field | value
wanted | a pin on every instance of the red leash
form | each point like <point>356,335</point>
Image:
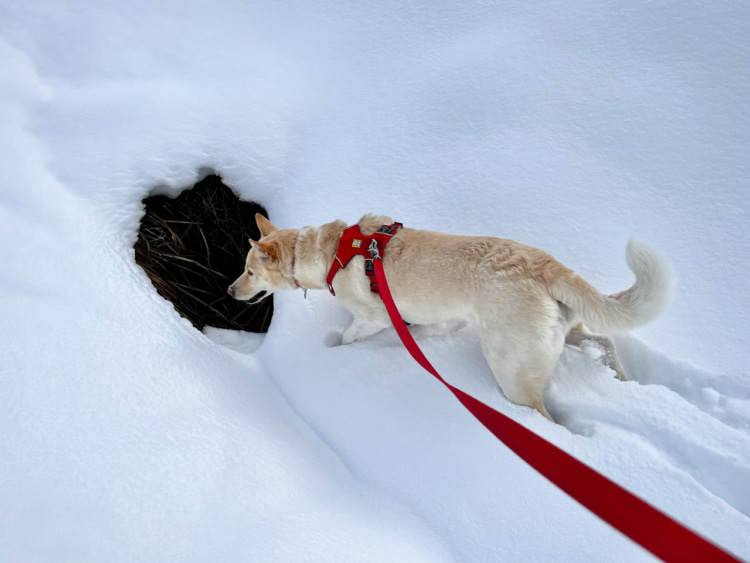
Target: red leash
<point>647,526</point>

■ ■ ■

▶ **Exercise**
Write out each entry exactly as given, but skip the pictures.

▶ **Solution to the exercise**
field | value
wanted | a pin on every instance of the red leash
form | each point like <point>356,335</point>
Image:
Target: red leash
<point>647,526</point>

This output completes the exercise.